Recast every one of the entries below as a numbered list, omitting any blank lines.

DATA SUPPLIED:

● ● ● ● ●

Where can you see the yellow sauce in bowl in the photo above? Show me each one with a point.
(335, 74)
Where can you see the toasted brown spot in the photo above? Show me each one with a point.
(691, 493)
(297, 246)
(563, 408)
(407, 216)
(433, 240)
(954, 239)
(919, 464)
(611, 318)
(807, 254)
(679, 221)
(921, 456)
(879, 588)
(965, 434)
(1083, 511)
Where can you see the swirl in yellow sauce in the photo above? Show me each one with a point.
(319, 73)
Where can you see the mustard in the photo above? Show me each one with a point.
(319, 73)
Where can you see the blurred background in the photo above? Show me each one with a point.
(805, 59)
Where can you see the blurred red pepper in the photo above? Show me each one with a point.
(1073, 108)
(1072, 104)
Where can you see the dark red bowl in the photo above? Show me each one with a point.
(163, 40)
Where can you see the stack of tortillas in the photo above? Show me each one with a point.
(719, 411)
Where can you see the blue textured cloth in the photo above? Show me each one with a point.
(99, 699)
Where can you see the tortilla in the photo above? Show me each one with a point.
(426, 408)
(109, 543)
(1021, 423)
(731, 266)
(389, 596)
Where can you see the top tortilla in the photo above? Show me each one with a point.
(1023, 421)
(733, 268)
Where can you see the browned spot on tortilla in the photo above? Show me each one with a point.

● ● ● ● ●

WRITTEN RESPONSE:
1. Where can you see the yellow sauce in bowl in the photo above? Show me each one with a point.
2. (335, 74)
3. Where can you see the toasted brown spot in the photo above? Show me each one with a point.
4. (691, 493)
5. (297, 246)
6. (563, 408)
7. (407, 216)
8. (433, 240)
9. (954, 239)
10. (919, 464)
11. (611, 318)
12. (807, 254)
13. (679, 221)
14. (921, 456)
15. (879, 588)
16. (965, 434)
17. (1083, 511)
18. Where can you see the swirl in yellow sauce in the photo above? Show me each one with a point.
19. (319, 73)
20. Where can you see the mustard in the photo above? Show me each one with a point.
21. (319, 73)
22. Where can you see the blurred background in the photo above? Show me each one with a point.
23. (805, 59)
24. Where can you see the blurred red pepper in the photo above? Show me each one with a point.
25. (1073, 108)
26. (1072, 104)
27. Where can you see the dark red bowl in the photo above? Show me each one with a point.
28. (163, 40)
29. Where can you see the stack of tortillas in the photo above? Show me each one with a point.
30. (719, 411)
31. Where can you see the blue textured cloth in the photo above? Show me each one with a point.
32. (99, 699)
33. Where can you see the tortilla in the photo above? Show me each one with a point.
34. (426, 408)
35. (109, 543)
36. (1021, 423)
37. (731, 266)
38. (389, 596)
39. Where can you see the top tortilla in the photo above? Show me each one with a point.
40. (1023, 421)
41. (733, 268)
42. Where can you see the browned spot on tortilla in the photo above? Show me each one with a point.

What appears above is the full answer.